+++ Raw data +++
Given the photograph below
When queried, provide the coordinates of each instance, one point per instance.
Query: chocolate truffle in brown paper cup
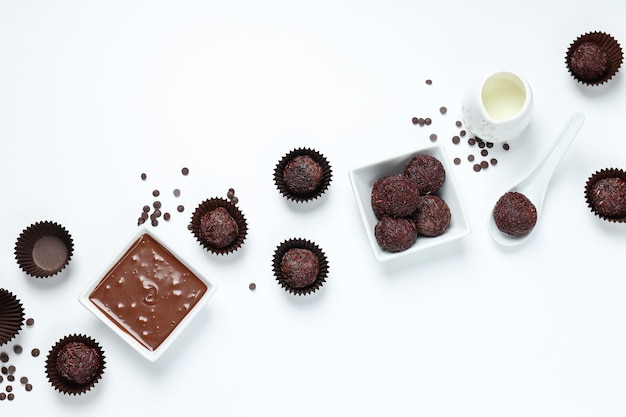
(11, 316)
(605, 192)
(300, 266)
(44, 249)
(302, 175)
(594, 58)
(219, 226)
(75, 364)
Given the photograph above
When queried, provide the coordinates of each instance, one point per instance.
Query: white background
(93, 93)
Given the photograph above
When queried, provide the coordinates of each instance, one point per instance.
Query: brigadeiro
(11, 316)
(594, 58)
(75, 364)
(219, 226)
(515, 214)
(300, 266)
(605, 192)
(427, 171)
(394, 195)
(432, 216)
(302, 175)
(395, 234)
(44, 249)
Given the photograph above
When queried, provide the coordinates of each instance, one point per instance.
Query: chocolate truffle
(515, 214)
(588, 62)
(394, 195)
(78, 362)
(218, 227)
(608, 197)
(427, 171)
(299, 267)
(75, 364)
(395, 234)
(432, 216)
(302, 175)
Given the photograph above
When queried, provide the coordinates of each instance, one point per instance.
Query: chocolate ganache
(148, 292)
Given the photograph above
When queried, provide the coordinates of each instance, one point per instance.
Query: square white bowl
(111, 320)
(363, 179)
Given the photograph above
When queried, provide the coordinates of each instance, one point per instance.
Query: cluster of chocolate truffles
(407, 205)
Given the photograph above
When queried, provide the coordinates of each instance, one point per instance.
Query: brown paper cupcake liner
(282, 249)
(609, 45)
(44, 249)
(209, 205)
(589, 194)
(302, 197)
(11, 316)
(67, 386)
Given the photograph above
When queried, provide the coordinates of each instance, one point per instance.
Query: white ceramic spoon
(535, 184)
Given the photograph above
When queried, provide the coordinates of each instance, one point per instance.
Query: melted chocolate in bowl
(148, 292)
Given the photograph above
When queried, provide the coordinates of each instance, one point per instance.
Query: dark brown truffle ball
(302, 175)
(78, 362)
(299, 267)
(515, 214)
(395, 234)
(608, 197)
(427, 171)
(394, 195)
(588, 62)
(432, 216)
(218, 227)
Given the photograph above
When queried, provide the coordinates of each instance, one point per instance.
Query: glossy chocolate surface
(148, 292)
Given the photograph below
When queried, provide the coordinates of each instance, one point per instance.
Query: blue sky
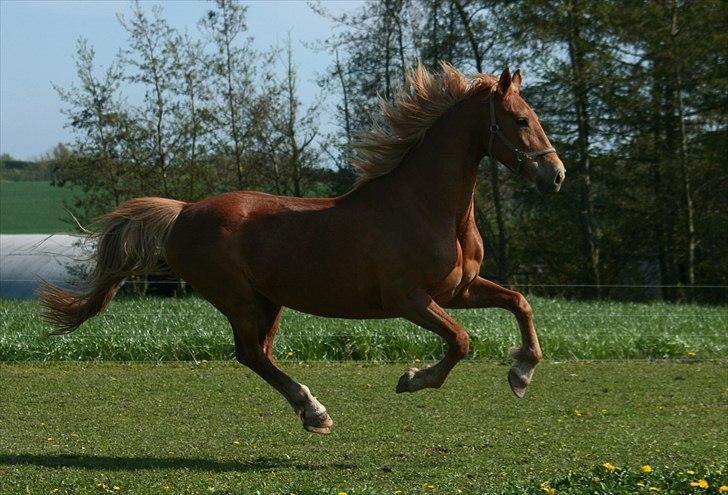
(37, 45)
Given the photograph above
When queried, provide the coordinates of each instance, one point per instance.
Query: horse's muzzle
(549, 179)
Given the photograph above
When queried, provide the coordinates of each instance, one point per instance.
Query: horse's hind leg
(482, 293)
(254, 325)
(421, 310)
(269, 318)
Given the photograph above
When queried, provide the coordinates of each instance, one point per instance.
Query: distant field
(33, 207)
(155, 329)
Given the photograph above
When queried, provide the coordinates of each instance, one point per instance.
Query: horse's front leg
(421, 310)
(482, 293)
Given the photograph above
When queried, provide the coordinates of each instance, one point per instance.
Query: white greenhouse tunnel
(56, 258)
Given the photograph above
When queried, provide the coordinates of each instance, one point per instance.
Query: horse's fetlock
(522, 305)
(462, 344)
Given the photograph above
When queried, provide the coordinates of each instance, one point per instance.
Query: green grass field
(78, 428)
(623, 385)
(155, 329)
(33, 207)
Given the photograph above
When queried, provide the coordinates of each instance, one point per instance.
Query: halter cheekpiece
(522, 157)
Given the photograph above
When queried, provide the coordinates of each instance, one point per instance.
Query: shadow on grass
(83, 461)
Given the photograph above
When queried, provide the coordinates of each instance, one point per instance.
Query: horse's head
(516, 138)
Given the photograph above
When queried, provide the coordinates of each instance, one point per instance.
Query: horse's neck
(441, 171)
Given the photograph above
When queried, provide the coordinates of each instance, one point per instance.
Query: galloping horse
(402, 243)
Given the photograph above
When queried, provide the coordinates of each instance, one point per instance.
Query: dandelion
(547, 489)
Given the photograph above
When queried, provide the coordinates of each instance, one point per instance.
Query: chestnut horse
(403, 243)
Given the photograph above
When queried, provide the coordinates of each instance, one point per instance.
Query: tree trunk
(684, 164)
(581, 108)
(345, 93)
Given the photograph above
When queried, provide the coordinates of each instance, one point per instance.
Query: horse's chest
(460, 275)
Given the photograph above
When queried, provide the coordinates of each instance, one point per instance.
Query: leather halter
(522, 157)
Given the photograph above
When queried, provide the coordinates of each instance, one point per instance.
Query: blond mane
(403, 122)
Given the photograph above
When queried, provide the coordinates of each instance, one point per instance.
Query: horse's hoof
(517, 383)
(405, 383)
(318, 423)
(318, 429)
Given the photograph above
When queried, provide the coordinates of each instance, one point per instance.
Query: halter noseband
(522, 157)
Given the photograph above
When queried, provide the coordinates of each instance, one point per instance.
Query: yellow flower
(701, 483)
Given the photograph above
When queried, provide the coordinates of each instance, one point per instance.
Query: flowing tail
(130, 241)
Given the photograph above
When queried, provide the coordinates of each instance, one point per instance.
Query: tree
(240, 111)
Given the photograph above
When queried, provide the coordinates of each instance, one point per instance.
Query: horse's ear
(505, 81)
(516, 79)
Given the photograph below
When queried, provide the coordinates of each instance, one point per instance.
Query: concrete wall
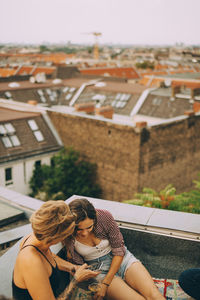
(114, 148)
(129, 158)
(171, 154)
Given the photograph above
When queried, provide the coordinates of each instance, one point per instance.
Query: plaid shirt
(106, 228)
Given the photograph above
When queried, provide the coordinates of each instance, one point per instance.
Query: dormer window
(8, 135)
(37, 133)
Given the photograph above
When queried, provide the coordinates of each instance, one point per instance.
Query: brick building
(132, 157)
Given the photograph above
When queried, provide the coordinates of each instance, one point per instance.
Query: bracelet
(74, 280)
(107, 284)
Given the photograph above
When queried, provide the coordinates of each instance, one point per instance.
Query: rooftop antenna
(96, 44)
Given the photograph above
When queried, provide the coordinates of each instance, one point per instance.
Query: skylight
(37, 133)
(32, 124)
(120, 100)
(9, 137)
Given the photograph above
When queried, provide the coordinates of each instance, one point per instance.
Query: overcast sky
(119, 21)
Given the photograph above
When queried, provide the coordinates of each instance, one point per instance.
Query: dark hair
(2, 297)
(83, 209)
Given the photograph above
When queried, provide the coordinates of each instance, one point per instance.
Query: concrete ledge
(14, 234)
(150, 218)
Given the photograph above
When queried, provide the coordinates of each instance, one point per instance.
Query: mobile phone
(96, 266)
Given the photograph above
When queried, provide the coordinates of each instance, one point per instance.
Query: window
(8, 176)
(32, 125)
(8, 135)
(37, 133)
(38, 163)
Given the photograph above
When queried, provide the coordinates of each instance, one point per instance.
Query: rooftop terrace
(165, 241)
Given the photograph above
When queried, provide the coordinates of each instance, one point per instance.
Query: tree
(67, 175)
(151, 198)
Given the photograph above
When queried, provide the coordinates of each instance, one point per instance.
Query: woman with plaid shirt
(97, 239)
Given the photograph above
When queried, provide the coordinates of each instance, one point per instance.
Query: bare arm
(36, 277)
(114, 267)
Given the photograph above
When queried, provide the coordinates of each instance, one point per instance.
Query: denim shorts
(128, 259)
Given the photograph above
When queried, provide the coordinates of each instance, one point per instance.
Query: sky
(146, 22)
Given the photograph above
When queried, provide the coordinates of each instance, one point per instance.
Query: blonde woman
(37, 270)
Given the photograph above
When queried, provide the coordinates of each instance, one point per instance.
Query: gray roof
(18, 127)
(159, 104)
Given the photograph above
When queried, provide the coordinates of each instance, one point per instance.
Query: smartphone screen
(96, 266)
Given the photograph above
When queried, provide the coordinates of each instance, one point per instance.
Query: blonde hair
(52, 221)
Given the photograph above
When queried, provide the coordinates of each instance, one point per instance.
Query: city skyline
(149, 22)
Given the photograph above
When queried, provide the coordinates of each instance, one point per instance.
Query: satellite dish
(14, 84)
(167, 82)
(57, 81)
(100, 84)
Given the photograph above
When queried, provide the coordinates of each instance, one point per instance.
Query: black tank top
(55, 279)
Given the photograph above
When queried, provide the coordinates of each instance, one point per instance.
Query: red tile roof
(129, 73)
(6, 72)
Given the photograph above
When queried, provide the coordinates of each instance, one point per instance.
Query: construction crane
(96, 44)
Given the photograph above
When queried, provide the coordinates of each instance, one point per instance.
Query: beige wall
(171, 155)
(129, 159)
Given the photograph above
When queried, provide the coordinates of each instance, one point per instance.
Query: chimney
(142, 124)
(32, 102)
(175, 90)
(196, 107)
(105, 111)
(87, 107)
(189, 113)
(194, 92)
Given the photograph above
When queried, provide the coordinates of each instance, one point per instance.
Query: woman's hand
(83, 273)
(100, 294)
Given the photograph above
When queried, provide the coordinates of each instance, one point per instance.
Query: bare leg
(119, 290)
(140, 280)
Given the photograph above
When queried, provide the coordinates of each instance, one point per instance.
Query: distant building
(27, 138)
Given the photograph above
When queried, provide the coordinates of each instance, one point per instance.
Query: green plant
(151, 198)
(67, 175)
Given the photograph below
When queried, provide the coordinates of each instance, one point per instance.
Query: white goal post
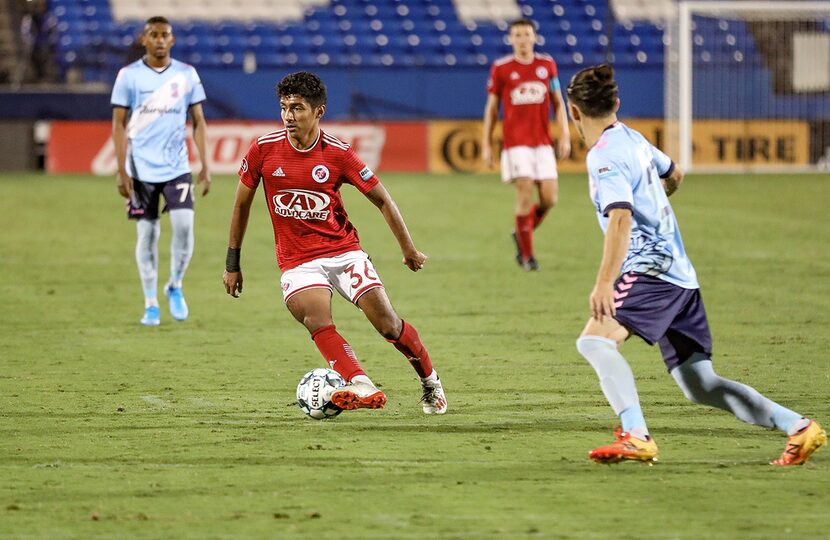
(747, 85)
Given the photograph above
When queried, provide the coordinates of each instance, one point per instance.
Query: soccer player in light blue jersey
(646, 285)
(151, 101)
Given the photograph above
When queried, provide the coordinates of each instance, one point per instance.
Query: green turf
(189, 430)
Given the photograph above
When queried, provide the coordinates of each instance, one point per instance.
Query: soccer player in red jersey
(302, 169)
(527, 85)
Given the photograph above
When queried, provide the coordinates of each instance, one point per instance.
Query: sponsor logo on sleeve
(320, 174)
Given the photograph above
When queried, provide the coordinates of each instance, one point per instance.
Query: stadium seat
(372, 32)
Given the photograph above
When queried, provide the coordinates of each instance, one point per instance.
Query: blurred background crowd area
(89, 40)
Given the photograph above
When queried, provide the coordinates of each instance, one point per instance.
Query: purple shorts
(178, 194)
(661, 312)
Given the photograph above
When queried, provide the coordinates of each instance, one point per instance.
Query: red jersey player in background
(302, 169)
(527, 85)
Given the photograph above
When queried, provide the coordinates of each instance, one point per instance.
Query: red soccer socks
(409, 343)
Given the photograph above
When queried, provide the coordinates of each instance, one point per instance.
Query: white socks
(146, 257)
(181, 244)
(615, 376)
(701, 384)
+++
Show every line of the records above that contains the string "horse", copying each such line in full. Letter case counts.

Query: horse's muzzle
Query: horse's hind leg
Query: horse's front leg
Query: horse's fetlock
Query: horse's head
Query: horse's neck
Query: galloping horse
Query: chestnut horse
Query: horse's chest
Query: horse's hoof
Query: horse's ear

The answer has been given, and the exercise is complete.